• **Description of the task**:
Beginning with the line where "Exercise. Point to the sunglasses" appears, please restate each line of the records below word for word until the last one, inclusive, and nothing else.

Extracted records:
■ ■ ■

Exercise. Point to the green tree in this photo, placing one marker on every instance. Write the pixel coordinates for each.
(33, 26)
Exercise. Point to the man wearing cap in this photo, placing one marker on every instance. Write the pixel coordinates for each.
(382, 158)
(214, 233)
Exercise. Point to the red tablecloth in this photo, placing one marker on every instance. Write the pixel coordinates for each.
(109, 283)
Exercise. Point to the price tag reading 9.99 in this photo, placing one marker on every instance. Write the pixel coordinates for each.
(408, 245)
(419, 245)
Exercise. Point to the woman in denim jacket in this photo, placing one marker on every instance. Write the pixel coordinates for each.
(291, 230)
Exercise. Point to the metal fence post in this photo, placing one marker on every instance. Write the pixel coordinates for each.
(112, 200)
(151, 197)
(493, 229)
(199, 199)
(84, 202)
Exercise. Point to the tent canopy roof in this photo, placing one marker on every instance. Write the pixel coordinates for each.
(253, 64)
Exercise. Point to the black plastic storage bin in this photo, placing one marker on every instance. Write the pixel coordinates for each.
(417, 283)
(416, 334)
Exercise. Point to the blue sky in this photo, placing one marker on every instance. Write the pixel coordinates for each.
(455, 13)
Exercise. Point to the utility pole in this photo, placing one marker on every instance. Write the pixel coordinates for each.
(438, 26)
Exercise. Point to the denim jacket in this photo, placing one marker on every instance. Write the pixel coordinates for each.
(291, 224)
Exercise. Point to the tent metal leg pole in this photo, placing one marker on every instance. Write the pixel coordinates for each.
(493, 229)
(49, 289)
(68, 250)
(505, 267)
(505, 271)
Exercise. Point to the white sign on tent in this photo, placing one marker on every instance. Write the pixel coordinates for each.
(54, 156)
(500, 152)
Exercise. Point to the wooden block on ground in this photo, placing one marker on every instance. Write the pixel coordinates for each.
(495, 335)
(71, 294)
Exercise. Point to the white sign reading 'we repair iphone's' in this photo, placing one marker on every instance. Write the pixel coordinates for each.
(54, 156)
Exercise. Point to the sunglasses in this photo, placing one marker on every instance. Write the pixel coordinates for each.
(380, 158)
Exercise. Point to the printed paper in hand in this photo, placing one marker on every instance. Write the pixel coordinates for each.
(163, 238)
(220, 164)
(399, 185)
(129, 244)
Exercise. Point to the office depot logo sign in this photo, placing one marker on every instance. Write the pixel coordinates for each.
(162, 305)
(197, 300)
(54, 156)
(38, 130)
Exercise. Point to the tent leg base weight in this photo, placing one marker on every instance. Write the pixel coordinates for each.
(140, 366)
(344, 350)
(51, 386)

■ ■ ■

• **Completed task**:
Exercise. Point to the sunglasses in this photo, placing one marker on every instance. Write the pixel coordinates for each.
(380, 158)
Exercise. Point to the printed paper in hand in this photo, placing one marker on every instance. Write the pixel coordinates for each.
(163, 238)
(220, 164)
(399, 185)
(129, 244)
Exercise. Point to the office depot logo sign in this photo, placing one marker on every instance. Write the pixel coordinates for each.
(162, 305)
(197, 300)
(54, 156)
(38, 130)
Exercise. Point to the tent leg base weight in this photo, placing one marker on every instance. Write the pixel coordinates for each.
(140, 366)
(344, 350)
(51, 386)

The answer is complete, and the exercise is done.